# Directive
Begin at the line in the data below that contains "Note to the class: we label each instance of the table" and stop after the line that contains "pixel 290 198". Write out every line in that span again, requests included, with 73 added to each x and y coordinate in the answers.

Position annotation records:
___
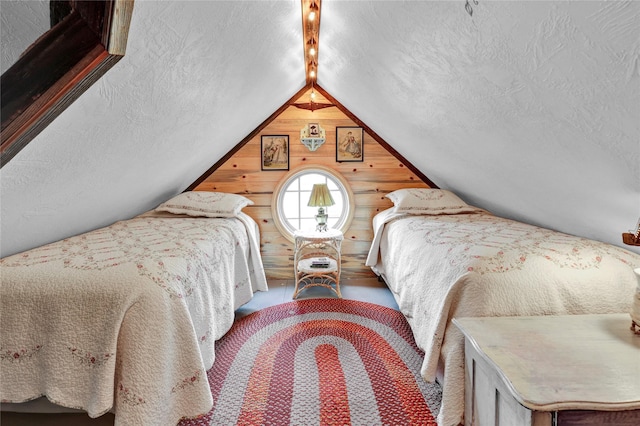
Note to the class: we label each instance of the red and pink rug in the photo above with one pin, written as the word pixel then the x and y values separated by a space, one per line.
pixel 320 361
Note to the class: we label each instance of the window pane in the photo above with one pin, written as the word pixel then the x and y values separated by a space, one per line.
pixel 308 211
pixel 293 186
pixel 293 212
pixel 308 180
pixel 308 224
pixel 291 205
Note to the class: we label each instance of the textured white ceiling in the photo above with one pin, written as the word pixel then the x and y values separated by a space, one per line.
pixel 21 23
pixel 528 109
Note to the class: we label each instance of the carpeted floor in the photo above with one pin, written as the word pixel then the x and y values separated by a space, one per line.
pixel 320 361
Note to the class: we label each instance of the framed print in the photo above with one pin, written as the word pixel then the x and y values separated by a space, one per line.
pixel 314 130
pixel 349 144
pixel 275 152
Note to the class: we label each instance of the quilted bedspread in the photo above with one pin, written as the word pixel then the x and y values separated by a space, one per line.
pixel 124 318
pixel 470 265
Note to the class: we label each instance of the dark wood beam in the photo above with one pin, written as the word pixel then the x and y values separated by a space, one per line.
pixel 59 67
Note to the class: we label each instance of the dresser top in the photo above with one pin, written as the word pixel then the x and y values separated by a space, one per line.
pixel 562 362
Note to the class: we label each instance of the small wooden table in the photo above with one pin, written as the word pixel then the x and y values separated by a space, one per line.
pixel 544 370
pixel 310 246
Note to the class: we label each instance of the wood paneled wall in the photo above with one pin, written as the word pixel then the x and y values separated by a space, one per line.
pixel 379 173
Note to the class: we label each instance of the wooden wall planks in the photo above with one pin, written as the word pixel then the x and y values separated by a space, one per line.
pixel 379 173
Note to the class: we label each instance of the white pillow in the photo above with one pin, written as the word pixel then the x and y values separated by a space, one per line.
pixel 428 201
pixel 204 203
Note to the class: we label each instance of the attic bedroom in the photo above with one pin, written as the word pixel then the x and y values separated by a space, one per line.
pixel 452 175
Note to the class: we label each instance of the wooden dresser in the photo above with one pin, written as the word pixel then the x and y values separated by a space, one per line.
pixel 551 370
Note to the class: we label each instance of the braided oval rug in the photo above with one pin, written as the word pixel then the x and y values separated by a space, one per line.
pixel 320 362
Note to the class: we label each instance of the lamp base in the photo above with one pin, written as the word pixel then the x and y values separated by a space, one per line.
pixel 321 218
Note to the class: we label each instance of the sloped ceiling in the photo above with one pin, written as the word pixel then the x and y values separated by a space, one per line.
pixel 528 109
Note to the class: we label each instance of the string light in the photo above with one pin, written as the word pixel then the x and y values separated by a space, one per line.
pixel 311 29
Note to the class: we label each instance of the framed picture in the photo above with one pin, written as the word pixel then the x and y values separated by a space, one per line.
pixel 349 144
pixel 314 130
pixel 275 152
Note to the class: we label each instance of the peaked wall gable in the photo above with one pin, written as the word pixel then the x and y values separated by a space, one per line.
pixel 383 170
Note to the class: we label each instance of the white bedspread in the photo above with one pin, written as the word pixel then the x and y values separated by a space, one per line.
pixel 124 318
pixel 441 267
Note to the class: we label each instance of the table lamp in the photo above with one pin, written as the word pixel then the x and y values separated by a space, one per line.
pixel 321 198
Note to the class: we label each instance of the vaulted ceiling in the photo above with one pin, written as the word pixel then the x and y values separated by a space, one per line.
pixel 526 108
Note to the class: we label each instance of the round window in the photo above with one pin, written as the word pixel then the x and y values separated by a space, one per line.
pixel 290 198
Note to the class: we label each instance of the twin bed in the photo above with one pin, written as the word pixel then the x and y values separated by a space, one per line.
pixel 124 318
pixel 442 259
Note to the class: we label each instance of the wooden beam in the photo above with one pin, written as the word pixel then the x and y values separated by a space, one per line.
pixel 58 68
pixel 378 139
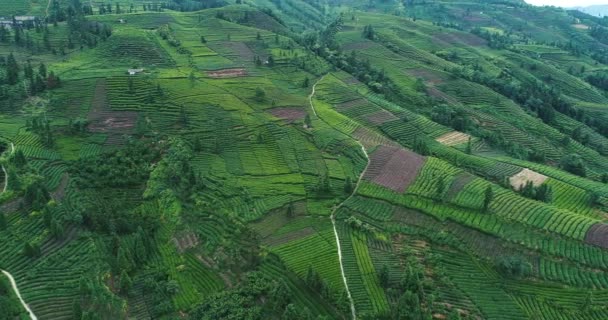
___
# Solved problem
Note to the class: we label each instance of the table lamp in the photo above with one pin, written as the word pixel then the x and y values separated by a space, one per line.
pixel 394 271
Note to the class: we label each instance of the vaulted ceiling in the photo above with one pin, written as the word pixel then the x and y values separated by a space, one per line.
pixel 599 181
Note to the class: we label each instance of the round window in the photo above with one pin, written as the word pixel then the x and y values separated by a space, one per line.
pixel 363 271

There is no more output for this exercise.